■ Problem to work on
Decide whether each numbered statement agrees with the comment thread below, answering yes or no and quoting the words from the thread that settle it. 1. The Richard Kiley TV movie is called Incident in San Francisco. 2. "The Conversation" won an Oscar. 3. The theme for Name of the Game was by Dave Grusin.

■ Text section
_____
Replies: 9 Unseemly Comments
Okay, okay, I went to the imdb and found the missing tv movie titles I referred to - the Michael Crichton is called Pursuit, and the Richard Kiley is called Incident in San Francisco (I knew it had SF in the title).
Posted by bk @ 02/13/2002 10:27 AM PST
Name of the Game had a superb theme by the equally underrated Dave Grusin, later recorded, believe it or not, by Jean-Luc Ponty on an album produced by Frank Zappa. If you can get your hands on Pat Williams' AMAZING LP Mr. Smoke (re-released on CD for about 90 seconds as Threshhold), get it. Pat Williams literally changed my life when I heard his band live in SLC at a High School and College Jazz Meet.
Posted by JMK @ 02/13/2002 10:39 AM PST
Well, strangely enough, I was thinking about the Oscars this very morning. I just saw "The Conversation" (with...yes...Cindy Williams) for the first time last night, and it is extraordinary. As great a film as it was, and as glad I was that I was seeing it, I was also filled with a kind of melancholy because I am convinced that America will never again make films like it, or "A Woman Under the Influence," or "The French Connection," or any one of the many countercinematic films that briefly flourished here in the late '60s and into the mid-'70s, again.
"The Conversation" is about paranoia and isolation, its protagonist is ineffectual and helpless and its plot unfolds with a slow implacability that makes glaciers look like whimsical, flittering hummingbirds. And it's brilliant.
It was not a financial success when it was released, but it did receive much critical praise, three Oscar nominations (sadly, not one win), and oh yes...the Golden Palm at Cannes.
I can't respond specifically to the Oscar picks this year, simply because I haven't paid them any mind at all for years. It's too depressing. I'm not old, but I am truly a fogey.
Old stuff is better. 'nuff said.
-Lulu
Posted by Lulu @ 02/13/2002 10:39 AM PST
I agree that a movie that gets a Best Picture nominee should have a Best Director nod to go with it- but at least the Director's Guild got it right by nominating Ridley Scott. Too bad the rest of the Academy didn't have Black Hawk Down a Best Picture nominee. Talk about robbed!
Posted by Dave in the Valley @ 02/13/2002 03:18 PM PST
I also fondly remember the ABC movie of the week and I lived in Canada at the time.
_____
■ Given data
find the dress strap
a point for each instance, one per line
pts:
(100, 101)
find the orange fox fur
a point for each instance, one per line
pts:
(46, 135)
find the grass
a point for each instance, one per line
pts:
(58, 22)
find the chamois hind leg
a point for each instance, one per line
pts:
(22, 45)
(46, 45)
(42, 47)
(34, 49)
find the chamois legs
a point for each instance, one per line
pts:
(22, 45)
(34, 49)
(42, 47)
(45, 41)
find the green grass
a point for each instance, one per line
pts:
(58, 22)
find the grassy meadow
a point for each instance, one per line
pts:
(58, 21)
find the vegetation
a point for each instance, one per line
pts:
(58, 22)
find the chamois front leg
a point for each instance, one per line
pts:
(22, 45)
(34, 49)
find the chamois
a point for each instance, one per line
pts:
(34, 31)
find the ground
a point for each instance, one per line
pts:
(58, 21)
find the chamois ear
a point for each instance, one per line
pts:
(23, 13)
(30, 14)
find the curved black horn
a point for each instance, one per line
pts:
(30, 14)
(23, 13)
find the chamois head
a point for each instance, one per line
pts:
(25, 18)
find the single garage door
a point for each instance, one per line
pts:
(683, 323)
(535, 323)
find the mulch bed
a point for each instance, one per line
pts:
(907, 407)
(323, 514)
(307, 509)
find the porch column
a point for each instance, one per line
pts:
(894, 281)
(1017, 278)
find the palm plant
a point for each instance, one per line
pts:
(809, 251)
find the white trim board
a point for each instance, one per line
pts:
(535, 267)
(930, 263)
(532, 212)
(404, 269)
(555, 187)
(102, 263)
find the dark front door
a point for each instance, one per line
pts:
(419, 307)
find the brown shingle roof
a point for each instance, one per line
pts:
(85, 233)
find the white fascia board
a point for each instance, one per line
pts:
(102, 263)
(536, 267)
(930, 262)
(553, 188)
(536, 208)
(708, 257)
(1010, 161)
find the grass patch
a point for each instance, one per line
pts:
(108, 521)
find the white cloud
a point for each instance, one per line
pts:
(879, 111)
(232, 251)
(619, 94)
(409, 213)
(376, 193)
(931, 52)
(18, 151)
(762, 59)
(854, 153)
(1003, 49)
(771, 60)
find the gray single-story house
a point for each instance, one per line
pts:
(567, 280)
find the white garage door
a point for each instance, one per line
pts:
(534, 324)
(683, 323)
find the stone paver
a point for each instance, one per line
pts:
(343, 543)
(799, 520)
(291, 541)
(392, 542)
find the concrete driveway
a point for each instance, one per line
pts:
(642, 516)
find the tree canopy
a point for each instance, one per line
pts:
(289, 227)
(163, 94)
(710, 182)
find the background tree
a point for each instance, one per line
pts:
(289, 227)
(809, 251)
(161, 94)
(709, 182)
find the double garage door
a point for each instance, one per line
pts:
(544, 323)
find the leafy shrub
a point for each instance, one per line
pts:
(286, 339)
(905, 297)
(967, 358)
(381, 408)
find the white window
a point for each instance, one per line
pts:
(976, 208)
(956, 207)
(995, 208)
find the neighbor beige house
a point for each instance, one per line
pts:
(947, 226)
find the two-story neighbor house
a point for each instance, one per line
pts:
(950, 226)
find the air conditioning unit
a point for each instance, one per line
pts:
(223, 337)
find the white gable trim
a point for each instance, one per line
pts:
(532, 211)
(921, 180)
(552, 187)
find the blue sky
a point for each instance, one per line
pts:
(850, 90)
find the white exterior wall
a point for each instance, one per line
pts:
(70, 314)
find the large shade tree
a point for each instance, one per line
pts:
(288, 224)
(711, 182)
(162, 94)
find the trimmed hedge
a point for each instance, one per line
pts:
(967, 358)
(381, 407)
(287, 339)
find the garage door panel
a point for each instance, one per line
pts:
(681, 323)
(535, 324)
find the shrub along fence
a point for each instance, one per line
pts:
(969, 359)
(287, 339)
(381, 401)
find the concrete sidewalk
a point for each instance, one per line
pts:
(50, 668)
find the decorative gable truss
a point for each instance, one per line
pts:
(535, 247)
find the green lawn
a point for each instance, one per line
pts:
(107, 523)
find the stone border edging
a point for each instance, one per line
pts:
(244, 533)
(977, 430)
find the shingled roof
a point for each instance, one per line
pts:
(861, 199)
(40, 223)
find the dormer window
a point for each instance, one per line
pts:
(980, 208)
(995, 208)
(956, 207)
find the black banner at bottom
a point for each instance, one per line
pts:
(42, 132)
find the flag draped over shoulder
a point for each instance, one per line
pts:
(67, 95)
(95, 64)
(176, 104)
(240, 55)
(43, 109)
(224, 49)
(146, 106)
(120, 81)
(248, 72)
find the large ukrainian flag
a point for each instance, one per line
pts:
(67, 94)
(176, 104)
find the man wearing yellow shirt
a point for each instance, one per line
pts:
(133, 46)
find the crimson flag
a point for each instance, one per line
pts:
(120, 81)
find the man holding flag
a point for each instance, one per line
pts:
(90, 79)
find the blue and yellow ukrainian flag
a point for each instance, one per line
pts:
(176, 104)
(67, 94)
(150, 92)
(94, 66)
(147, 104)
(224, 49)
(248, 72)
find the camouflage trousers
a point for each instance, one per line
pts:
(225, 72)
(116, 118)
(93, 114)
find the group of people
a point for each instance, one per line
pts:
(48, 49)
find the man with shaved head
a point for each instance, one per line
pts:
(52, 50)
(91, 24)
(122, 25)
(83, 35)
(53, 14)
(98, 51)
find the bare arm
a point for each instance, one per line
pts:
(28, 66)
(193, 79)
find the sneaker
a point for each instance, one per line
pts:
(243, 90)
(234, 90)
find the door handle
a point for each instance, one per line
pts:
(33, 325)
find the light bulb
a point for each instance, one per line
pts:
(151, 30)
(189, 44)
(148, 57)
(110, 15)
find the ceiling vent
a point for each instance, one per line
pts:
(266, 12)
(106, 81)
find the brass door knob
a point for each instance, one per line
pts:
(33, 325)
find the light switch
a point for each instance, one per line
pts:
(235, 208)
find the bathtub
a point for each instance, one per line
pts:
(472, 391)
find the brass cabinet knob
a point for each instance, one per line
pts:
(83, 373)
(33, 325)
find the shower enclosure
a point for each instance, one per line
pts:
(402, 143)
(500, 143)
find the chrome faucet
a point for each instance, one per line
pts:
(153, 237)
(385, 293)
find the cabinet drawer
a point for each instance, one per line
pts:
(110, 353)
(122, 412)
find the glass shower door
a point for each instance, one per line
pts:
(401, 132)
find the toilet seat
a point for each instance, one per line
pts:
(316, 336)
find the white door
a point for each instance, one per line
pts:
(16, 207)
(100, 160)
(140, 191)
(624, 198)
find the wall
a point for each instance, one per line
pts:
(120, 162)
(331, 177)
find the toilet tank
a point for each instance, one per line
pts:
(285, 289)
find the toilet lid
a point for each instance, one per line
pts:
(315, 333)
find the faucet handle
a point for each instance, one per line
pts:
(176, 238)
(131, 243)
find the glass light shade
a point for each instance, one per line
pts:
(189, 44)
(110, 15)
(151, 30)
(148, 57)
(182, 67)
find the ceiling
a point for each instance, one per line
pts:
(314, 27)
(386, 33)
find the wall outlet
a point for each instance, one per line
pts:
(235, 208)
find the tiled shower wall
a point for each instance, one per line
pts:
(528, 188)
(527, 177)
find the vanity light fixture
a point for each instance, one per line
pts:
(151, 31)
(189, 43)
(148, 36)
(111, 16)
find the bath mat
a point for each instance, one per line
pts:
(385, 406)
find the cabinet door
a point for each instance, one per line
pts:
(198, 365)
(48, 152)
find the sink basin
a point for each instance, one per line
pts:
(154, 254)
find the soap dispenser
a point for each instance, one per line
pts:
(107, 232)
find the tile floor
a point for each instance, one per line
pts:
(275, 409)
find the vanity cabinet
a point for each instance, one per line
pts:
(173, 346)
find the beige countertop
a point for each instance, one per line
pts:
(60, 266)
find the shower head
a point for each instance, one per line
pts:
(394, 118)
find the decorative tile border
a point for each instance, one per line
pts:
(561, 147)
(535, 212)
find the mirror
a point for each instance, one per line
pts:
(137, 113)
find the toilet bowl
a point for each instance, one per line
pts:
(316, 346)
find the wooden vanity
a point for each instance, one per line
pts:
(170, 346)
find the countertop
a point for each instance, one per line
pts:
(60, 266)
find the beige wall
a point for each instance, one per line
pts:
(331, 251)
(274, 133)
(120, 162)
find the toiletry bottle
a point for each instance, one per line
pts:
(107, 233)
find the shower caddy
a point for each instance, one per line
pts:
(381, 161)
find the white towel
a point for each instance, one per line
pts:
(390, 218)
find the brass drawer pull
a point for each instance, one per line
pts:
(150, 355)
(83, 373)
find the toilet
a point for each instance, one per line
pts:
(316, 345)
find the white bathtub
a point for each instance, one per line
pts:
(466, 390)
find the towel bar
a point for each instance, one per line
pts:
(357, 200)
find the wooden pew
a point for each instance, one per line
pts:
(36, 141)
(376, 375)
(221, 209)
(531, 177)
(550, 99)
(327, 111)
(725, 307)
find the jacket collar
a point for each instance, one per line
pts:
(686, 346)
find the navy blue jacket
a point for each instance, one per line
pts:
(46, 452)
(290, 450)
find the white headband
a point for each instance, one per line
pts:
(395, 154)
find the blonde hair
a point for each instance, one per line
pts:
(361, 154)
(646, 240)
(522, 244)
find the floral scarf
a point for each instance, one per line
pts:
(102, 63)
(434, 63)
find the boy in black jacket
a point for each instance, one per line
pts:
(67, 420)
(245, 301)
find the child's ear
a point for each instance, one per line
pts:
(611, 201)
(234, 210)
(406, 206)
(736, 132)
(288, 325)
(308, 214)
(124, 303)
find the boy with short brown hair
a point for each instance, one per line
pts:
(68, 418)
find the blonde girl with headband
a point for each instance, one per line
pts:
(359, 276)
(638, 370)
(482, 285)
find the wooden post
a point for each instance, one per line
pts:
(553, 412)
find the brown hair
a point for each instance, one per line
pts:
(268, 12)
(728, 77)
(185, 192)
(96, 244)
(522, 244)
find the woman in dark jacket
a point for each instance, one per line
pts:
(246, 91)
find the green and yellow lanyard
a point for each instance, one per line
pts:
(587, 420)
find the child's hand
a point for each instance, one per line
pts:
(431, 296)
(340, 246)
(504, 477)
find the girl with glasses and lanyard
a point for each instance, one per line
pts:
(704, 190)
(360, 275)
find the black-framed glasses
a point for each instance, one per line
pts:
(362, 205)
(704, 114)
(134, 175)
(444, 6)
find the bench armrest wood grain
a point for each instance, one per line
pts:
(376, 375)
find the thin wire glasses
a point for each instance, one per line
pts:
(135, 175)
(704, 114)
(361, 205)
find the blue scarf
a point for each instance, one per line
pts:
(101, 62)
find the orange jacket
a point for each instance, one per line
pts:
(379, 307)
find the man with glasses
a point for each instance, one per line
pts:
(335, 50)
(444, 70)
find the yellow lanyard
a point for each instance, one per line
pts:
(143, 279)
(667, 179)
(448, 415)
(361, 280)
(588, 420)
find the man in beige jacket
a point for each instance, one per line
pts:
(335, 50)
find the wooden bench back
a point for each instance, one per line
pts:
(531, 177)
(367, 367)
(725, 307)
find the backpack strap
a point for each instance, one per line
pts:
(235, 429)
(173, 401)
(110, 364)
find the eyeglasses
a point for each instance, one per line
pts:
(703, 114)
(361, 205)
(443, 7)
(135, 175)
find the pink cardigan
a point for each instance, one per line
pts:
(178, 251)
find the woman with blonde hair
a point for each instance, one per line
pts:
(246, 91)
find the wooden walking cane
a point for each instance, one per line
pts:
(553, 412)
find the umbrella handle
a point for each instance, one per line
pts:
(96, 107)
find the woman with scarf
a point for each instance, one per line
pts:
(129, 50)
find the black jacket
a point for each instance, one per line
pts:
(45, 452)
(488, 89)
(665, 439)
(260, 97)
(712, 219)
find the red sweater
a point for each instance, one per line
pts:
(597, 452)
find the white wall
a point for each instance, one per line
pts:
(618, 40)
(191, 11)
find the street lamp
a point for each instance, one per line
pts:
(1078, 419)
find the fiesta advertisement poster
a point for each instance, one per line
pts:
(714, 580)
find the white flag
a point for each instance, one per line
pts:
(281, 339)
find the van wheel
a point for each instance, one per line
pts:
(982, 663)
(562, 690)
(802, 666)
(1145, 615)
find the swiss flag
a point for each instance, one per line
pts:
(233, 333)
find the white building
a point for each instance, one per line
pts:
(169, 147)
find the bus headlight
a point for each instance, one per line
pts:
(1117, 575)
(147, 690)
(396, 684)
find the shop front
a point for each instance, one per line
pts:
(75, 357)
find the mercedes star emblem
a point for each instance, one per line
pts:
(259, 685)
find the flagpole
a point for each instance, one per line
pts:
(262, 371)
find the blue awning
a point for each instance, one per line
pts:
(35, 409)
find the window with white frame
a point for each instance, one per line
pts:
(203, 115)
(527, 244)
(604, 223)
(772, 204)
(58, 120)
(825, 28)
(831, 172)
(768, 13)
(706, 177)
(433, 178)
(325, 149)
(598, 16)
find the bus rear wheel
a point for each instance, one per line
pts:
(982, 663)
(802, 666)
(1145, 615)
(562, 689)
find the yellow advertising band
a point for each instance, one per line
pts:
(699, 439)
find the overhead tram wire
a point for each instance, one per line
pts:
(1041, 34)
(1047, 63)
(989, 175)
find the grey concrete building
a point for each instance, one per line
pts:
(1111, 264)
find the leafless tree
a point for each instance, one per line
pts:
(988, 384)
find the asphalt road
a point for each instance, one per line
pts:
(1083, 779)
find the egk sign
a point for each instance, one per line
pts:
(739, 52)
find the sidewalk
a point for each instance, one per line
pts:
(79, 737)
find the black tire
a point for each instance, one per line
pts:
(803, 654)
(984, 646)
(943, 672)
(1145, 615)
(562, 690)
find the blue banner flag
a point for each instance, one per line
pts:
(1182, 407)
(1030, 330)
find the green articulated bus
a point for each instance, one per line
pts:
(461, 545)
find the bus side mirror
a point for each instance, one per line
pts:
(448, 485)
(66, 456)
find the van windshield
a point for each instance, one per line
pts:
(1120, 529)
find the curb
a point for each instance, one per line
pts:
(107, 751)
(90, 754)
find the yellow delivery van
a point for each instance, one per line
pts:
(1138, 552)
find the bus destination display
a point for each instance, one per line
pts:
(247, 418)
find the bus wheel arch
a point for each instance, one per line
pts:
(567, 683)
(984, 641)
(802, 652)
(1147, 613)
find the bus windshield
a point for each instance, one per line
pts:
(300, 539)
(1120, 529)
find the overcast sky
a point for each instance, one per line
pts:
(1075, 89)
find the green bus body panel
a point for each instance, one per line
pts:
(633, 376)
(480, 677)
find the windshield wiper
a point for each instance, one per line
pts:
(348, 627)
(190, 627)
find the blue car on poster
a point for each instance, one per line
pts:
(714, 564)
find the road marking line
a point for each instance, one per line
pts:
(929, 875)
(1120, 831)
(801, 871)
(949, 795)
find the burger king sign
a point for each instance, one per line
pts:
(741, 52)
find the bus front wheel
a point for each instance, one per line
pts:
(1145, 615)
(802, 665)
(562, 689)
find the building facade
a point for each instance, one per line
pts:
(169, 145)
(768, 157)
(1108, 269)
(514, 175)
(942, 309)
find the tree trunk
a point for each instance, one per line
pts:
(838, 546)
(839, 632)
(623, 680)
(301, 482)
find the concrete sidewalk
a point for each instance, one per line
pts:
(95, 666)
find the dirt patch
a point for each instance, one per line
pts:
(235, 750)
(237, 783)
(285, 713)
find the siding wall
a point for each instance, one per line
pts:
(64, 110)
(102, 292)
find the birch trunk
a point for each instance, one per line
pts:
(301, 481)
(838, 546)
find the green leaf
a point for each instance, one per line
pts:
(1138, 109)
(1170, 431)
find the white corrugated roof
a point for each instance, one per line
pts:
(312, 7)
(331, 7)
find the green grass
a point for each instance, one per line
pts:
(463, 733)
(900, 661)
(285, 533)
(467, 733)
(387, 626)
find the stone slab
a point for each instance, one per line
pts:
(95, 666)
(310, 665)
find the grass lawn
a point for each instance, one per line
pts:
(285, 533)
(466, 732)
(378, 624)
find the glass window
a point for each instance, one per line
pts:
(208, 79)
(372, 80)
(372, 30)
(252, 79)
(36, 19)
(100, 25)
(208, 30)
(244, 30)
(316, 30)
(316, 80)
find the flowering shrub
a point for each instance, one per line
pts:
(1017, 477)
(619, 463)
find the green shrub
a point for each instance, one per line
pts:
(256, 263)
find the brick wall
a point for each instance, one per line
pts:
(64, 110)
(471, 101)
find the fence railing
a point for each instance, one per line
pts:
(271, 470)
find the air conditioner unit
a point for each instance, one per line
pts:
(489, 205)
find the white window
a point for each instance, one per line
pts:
_____
■ Correct result
1. Yes: "the Richard Kiley is called Incident in San Francisco"
2. No: "three Oscar nominations (sadly, not one win)"
3. Yes: "Name of the Game had a superb theme by the equally underrated Dave Grusin"